I met the woman at a local coffee shop. She’s a Chief Operating Officer, working as an interim or temporary COO in situations where someone left, or the organization needs a turnaround. She’d been a coaching client for several months and her business was going well.
She had asked for the meeting because at age 42 she was feeling…stuck. Unhappy. Not quite…there.
The last time we had met, I had taken a gamble and suggested that perhaps her dissatisfaction was not so much around her professional life, which was humming along the way a great COO gets things to hum along. No, I had a hunch that she was unhappy because something was missing. And I said it. Out loud. “Maybe what you’re missing is a partner.”
And as hard as that had been to hear, she had come to see that what she wanted more than anything was, as she put it, “love and community.”
So, that morning we began to hone in on what “love and community” means — to her. And figure out how she could invite more of it into her life.

• _TASK LIST_:
a) In the coaching anecdote, list the words and phrases in the sentence beginning "She had asked for the meeting" that describe how the woman was feeling at age 42.
b) Write the next part of the coaching anecdote, picking up after its final sentence.
The material that comes next stands apart from the coaching anecdote.

Pointing and labeling entries
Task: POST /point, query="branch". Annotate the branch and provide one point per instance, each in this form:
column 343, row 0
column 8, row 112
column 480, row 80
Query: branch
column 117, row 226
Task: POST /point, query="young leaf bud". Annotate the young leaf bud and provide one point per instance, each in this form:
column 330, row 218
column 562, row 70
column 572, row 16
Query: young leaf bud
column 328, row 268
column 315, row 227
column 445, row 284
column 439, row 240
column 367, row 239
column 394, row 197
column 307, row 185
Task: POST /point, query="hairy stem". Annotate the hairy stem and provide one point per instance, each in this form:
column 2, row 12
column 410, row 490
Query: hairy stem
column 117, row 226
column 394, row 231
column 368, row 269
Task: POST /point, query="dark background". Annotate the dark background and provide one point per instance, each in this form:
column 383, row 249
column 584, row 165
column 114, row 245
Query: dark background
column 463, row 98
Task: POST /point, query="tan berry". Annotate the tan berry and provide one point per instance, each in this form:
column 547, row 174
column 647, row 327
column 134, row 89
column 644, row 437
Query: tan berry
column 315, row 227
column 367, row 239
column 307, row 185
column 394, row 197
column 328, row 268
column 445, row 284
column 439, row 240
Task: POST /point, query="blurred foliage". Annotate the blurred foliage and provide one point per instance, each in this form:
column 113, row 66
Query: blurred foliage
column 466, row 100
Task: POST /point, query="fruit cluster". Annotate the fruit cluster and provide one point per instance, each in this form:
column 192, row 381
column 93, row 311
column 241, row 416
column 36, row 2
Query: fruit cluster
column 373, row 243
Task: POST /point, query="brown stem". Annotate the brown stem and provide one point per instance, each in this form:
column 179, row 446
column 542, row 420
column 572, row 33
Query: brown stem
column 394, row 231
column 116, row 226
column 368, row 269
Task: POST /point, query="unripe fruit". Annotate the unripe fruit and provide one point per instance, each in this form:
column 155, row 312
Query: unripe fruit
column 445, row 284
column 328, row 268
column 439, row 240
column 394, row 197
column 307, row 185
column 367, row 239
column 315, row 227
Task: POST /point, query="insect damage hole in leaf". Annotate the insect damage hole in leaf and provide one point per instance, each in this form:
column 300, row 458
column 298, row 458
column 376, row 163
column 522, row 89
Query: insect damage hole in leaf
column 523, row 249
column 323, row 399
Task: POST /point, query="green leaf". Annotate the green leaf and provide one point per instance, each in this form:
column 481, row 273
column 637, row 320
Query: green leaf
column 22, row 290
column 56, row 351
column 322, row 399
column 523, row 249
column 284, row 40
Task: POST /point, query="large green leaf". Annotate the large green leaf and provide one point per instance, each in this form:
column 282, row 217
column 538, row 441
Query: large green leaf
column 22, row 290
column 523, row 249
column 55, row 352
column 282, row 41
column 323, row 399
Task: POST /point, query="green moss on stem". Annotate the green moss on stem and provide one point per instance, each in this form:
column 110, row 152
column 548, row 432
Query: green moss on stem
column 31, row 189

• _ANSWERS BY TASK_:
a) stuck; unhappy; not quite…there

b)
Here’s the point where I went all woo-woo on her. I told her a story about a green candle. See, I have this friend who is steeped in Native American culture and she recently told me to light a green candle on days with an eight in them — like the 8th, 18th, 28th — and say a prayer for increased prosperity. She’s kind of a bossy friend, so of course I did exactly what she said.
And within 24 hours, I had received nearly $11,000 in new money.
Another friend, Susan, lit the green candle and a house sold. $65,000.
But. The key thing is that you have to light the green candle and ask for prosperity for yourself AND FOR OTHERS. Can’t be self-centered, can’t be hateful and mean toward your enemies and exes. You have to be open and generous and spread the wealth.
So I asked my client, “How can you devise a little ritual where you invite love and community into your life, and claim your role as spreading love and community, too?”
She had tears in her eyes. She clutched her throat. “Oh. My. God.” she repeated over and over. “What?” I asked. “Oh, my God. I have been so greedy,” she announced. “All this time, I have been saying that I need to get someone to love me, and I have never thought a minute about loving them back. Oh. My. God.”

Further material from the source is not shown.